• [DOCUMENT PASSAGE]
++++++++++++++++++++
their securities or default in performing obligations secured by their securities. The plan of distribution for the securities offered and sold under this prospectus will otherwise remain unchanged, except that the transferees, donees, pledgees,
other secured parties or other successors in interest will be selling securityholders for purposes of this prospectus. 
  

 -1- 

 The selling securityholders may also enter into hedging transactions. For example, a selling
securityholder may: 
  

	 	•	 	enter into transactions with a broker-dealer, affiliate thereof or other third party in connection with which such other party may engage in sales of their securities pursuant to
this prospectus, in which case such other party may use shares of the securities received from the selling securityholder to close out any short positions created; 

  

	 	•	 	sell their securities short itself pursuant to this prospectus and use shares of their securities to close out its short positions; 

  

	 	•	 	enter into option or other types of transactions that require the selling securityholder to deliver their securities to a broker-dealer or an affiliate thereof or other third party,
who may then resell or transfer the securities pursuant to this prospectus; or 

  

	 	•	 	loan or pledge their securities to a broker-dealer or an affiliate thereof or other third party, who may sell the loaned securities or, in an event of default in the case of a
pledge, sell the pledged securities pursuant to this prospectus.
++++++++++++++++++++
• [PROVIDED INFORMATION]
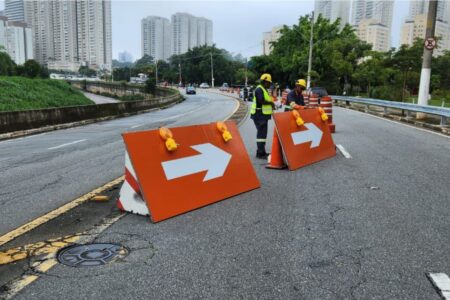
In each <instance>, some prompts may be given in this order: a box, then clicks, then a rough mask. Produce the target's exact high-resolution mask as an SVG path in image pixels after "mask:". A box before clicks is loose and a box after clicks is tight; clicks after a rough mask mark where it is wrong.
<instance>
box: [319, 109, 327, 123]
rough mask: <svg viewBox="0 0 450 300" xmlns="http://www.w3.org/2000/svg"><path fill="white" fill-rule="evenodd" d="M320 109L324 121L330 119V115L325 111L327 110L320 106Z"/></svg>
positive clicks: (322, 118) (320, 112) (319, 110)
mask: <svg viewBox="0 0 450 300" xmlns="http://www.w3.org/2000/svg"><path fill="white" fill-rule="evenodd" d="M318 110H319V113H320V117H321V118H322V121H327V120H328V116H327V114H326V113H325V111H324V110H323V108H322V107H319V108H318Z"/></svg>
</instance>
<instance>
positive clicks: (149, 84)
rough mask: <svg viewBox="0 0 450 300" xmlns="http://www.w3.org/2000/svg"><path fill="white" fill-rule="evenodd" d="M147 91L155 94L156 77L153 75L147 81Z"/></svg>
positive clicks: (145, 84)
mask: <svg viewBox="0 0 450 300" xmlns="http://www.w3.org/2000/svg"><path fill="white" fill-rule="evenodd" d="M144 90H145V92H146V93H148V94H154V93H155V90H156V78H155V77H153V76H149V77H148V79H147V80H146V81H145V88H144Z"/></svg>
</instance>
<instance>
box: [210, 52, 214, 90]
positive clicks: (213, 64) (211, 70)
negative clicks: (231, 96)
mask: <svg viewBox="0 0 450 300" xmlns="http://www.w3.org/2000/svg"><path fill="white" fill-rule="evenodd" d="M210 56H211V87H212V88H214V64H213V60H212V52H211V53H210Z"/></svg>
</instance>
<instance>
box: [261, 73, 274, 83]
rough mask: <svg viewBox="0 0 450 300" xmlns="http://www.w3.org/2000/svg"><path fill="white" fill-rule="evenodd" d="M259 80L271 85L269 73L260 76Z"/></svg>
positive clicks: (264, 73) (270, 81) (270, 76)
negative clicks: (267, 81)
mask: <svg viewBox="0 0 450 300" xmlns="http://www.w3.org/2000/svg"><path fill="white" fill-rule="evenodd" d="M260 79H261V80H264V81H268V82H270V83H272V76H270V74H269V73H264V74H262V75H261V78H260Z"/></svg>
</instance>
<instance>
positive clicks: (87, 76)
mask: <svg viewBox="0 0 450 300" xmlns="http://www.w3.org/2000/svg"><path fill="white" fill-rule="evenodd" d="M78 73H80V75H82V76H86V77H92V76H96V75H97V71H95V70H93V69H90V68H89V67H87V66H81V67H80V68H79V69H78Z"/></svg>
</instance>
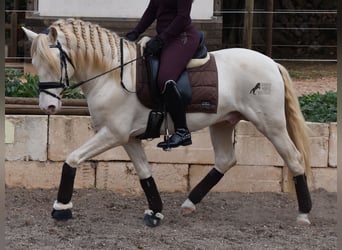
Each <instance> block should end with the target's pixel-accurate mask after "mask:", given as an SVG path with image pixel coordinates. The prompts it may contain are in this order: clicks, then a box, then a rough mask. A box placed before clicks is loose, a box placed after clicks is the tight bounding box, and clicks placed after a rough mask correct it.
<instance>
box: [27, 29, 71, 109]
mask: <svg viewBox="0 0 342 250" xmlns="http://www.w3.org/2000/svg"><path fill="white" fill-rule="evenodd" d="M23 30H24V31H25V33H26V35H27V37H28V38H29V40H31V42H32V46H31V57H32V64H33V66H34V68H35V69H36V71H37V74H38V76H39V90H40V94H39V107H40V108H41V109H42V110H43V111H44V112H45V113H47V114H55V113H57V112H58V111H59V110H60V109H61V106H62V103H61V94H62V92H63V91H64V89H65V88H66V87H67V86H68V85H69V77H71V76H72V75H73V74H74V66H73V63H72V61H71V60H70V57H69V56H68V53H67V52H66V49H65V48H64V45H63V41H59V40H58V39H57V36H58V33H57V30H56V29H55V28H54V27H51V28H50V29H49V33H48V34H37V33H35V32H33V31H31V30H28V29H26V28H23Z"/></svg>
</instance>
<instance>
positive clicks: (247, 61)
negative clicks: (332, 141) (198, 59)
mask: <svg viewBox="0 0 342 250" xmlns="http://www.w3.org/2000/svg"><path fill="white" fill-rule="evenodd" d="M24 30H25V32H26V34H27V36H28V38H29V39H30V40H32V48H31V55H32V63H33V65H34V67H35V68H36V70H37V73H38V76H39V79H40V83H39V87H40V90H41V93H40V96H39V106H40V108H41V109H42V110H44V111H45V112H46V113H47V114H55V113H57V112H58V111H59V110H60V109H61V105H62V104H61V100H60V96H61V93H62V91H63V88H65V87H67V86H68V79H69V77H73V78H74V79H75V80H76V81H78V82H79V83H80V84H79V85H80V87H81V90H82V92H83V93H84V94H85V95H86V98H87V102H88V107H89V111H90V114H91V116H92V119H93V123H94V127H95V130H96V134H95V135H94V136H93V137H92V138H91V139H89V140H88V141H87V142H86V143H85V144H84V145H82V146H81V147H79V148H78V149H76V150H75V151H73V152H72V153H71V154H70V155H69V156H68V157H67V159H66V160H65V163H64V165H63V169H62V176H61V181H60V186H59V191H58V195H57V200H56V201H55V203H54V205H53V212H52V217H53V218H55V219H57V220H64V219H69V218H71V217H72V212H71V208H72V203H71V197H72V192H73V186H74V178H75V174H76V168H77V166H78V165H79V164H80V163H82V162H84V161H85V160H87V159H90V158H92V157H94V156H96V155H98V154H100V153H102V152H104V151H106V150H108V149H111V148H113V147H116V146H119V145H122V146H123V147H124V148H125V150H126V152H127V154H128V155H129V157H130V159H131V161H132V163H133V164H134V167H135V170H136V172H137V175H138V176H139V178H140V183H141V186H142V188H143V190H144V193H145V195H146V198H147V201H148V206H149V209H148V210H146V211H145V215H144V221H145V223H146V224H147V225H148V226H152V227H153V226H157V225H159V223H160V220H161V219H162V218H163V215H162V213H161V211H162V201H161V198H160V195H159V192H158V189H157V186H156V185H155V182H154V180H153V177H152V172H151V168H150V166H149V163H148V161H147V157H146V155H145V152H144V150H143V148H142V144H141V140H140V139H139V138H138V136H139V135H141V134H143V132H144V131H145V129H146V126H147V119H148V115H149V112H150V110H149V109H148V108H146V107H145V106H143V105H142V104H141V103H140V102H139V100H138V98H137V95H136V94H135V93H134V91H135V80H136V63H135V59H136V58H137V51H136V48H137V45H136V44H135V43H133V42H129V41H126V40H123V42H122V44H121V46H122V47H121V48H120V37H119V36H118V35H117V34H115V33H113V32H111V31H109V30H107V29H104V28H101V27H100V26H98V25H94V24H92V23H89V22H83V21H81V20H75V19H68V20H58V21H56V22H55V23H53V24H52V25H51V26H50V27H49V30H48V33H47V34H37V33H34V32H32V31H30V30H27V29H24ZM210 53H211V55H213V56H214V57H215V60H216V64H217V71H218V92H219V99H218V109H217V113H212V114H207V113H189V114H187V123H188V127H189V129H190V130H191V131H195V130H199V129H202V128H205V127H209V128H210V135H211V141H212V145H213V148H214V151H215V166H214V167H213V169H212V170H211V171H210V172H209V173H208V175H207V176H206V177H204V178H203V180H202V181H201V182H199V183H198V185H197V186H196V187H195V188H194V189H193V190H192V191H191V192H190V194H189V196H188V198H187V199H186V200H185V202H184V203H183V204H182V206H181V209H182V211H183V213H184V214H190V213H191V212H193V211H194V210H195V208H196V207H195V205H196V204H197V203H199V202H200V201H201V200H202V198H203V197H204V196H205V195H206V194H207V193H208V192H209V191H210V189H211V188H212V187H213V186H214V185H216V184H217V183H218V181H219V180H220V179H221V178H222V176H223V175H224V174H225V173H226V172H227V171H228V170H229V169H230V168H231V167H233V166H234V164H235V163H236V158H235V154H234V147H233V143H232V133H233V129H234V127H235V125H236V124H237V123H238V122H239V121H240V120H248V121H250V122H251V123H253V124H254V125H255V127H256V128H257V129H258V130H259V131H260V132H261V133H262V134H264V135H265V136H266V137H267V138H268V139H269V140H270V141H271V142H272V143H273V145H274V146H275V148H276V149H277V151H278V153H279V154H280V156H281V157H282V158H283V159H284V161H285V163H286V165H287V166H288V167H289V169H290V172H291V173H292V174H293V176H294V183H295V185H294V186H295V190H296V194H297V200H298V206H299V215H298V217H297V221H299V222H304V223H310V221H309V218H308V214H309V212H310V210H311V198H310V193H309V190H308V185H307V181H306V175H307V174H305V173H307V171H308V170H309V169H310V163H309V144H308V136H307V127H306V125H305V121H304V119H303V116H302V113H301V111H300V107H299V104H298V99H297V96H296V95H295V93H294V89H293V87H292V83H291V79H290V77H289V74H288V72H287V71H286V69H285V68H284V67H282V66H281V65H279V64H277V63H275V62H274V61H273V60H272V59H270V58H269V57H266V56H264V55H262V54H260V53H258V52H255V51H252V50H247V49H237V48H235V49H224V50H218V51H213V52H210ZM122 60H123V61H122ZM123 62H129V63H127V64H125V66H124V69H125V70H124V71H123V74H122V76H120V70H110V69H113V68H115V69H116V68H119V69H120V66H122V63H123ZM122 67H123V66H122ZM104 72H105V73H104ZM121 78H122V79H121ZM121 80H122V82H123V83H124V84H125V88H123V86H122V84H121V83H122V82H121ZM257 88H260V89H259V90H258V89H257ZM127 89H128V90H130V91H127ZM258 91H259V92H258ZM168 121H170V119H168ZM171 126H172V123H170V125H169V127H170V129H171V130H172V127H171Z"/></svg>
++++++++++++++++++++
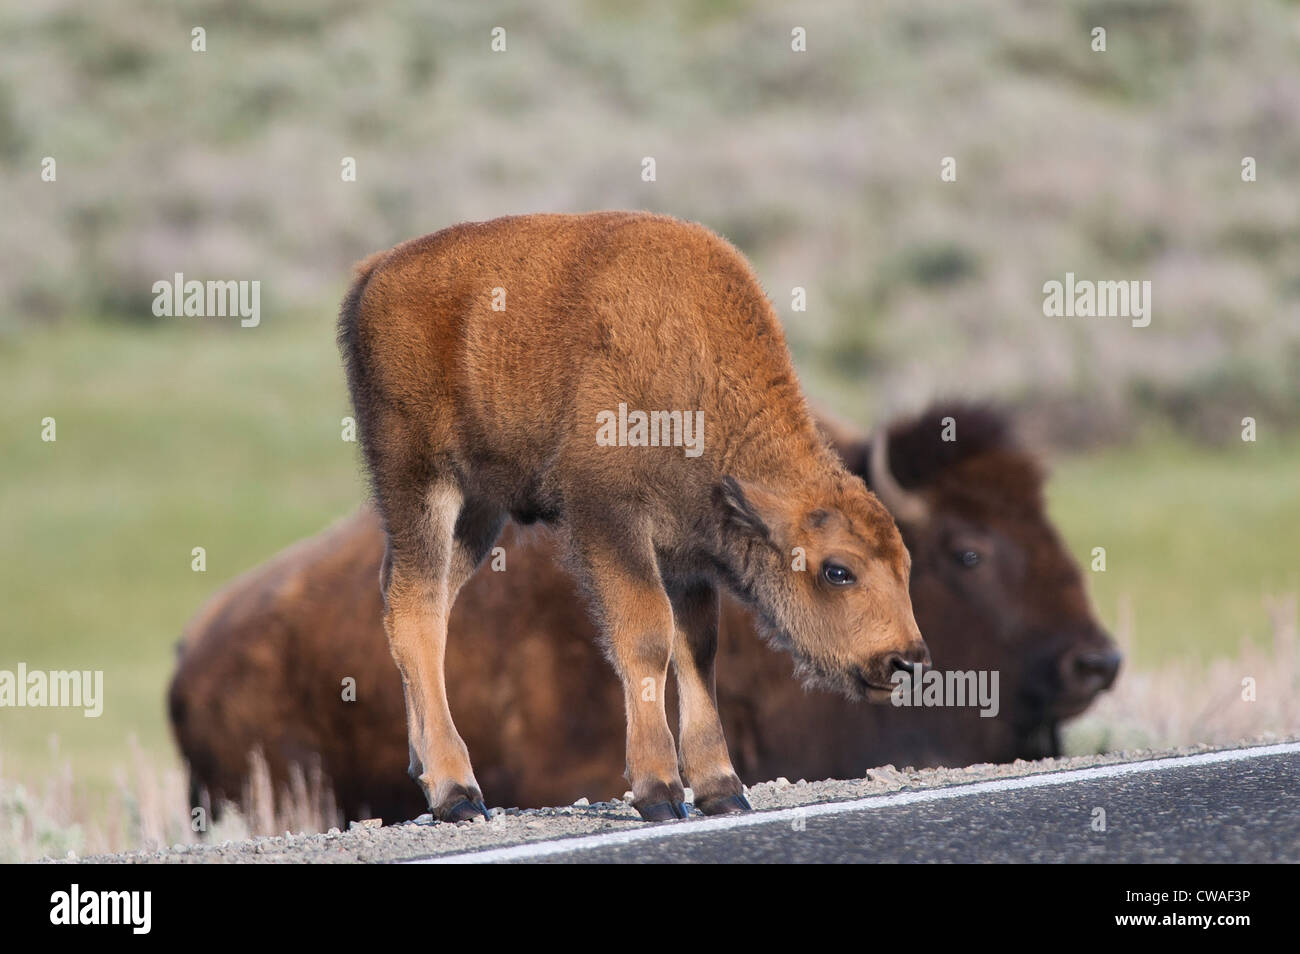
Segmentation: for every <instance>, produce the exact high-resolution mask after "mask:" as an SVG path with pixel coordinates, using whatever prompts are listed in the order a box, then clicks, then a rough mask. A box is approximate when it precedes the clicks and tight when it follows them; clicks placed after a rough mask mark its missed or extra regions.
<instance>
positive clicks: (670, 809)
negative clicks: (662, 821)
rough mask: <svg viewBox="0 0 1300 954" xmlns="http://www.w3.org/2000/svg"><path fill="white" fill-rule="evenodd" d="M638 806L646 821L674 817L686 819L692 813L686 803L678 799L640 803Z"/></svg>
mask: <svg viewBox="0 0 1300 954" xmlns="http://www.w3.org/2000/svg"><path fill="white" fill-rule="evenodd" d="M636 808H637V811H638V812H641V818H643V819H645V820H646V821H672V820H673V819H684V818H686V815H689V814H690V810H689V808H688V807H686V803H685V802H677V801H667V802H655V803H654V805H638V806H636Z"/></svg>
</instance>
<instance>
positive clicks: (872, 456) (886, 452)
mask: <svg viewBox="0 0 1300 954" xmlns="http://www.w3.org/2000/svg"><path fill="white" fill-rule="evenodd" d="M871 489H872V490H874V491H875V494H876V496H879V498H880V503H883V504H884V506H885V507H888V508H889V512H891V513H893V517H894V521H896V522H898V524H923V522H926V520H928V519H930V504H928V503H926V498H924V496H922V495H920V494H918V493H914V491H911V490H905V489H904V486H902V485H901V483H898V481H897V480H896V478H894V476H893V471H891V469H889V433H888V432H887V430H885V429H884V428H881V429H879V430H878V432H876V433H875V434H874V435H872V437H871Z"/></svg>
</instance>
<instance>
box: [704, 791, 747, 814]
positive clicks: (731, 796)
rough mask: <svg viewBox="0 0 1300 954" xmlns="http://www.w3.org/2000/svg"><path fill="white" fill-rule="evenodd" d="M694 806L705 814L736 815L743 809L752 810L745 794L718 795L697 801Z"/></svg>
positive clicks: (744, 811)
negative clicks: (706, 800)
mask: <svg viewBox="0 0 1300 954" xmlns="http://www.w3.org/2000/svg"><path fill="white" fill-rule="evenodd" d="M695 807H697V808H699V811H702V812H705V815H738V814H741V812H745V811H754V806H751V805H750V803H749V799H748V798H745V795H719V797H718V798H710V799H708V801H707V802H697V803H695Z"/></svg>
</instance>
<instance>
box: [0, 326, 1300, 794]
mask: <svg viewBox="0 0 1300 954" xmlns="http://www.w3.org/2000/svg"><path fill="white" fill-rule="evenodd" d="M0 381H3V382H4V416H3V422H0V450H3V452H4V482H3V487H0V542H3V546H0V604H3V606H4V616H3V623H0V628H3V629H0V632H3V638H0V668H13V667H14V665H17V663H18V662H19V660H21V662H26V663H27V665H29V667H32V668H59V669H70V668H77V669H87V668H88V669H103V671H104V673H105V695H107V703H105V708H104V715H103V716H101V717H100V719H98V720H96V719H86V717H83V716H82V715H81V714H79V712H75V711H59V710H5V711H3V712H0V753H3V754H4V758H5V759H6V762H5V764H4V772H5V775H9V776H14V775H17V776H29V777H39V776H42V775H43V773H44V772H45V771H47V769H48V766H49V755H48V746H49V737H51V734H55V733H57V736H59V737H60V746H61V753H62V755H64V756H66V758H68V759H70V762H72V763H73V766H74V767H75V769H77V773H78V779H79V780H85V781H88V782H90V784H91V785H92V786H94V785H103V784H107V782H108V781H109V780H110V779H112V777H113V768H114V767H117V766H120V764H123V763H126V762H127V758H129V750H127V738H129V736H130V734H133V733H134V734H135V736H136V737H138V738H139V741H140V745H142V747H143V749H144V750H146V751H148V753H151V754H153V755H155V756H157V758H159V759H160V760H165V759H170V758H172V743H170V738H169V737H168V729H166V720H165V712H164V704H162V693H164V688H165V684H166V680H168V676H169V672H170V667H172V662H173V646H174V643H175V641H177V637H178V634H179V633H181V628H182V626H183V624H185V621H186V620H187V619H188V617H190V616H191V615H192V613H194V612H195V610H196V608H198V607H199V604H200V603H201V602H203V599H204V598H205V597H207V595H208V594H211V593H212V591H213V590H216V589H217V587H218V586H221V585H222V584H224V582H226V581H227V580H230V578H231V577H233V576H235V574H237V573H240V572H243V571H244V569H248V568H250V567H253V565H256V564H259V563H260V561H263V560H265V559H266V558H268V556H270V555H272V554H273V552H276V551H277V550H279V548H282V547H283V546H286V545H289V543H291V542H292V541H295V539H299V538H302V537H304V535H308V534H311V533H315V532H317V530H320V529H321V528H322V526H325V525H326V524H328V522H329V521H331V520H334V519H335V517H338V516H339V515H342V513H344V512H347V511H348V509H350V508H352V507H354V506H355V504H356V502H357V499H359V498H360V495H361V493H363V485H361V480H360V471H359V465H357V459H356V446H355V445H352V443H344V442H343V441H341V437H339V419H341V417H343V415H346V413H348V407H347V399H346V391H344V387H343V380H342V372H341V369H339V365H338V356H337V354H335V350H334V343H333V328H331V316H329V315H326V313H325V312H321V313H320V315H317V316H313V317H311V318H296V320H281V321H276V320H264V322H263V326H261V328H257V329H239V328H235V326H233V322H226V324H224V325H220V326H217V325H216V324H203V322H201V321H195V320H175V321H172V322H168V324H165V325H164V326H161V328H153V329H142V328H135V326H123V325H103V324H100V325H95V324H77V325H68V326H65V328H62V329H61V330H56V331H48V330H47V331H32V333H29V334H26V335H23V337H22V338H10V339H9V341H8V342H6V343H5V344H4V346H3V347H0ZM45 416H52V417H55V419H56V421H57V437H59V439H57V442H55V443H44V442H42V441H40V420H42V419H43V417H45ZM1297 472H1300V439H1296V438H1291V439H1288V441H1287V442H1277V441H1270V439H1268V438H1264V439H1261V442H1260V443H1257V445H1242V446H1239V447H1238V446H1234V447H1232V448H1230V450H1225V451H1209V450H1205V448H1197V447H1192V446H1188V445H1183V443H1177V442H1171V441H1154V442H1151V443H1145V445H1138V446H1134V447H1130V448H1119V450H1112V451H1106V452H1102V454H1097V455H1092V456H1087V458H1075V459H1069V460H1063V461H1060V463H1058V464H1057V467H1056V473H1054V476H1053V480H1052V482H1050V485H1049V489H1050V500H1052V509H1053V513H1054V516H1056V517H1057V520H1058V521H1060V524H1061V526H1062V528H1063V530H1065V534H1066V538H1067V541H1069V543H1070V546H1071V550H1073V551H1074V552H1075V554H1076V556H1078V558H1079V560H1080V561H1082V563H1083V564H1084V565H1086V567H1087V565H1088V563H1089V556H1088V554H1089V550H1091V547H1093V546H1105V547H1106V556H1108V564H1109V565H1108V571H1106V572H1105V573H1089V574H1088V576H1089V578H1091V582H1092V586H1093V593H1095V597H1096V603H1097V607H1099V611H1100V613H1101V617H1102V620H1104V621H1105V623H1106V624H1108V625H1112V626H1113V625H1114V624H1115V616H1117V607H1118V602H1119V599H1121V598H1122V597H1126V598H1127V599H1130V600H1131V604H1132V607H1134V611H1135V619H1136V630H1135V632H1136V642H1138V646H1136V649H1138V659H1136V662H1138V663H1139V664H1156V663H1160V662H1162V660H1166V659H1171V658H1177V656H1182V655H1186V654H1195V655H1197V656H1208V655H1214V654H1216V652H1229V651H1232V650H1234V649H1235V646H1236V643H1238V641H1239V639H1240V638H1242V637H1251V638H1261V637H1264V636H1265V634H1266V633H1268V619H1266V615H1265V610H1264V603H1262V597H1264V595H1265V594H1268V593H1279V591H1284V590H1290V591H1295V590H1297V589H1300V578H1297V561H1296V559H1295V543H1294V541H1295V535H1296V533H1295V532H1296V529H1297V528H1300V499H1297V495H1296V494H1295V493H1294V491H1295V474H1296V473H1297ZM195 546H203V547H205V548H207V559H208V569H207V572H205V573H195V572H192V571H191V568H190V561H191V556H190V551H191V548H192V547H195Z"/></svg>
++++++++++++++++++++
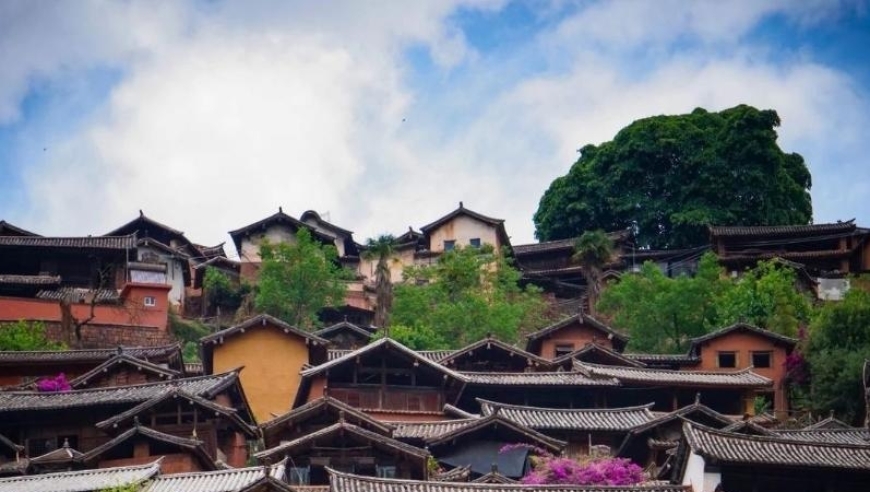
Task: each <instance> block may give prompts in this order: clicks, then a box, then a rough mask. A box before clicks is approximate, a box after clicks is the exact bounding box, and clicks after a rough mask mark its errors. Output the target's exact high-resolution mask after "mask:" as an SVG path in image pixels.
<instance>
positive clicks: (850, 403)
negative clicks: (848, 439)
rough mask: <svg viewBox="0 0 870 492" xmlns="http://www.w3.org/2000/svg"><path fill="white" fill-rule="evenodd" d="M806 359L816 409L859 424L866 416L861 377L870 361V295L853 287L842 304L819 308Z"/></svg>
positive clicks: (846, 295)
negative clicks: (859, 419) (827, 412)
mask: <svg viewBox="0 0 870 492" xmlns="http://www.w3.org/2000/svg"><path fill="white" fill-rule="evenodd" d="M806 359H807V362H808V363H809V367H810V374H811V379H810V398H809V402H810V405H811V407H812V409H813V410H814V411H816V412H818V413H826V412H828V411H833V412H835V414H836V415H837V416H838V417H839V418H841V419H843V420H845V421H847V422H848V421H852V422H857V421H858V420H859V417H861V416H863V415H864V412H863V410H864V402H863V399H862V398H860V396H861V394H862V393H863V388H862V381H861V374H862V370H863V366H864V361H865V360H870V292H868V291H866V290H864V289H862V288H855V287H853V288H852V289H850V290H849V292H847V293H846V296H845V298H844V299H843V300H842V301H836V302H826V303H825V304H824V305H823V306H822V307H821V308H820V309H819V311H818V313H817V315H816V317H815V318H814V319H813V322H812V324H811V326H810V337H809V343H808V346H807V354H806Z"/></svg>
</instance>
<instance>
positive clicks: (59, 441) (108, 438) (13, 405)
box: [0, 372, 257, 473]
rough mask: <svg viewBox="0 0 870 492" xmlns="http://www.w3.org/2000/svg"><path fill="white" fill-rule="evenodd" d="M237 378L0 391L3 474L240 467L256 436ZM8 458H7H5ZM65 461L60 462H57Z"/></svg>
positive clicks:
++++++++++++++++++++
• [WHAT THIS EXERCISE ASKS]
**1.** In the prospectus passage, rewrite the part from "their securities or" to "of this prospectus.", replacing "plan of distribution" with "distribution plan".
**2.** According to the prospectus passage, after selling their securities short, what may a selling securityholder use shares of their securities for?

• [SOLUTIONS]
**1.**
their securities or default in performing obligations secured by their securities. The distribution plan for the securities offered and sold under this prospectus will otherwise remain unchanged, except that the transferees, donees, pledgees,
other secured parties or other successors in interest will be selling securityholders for purposes of this prospectus.

**2.** To close out its short positions.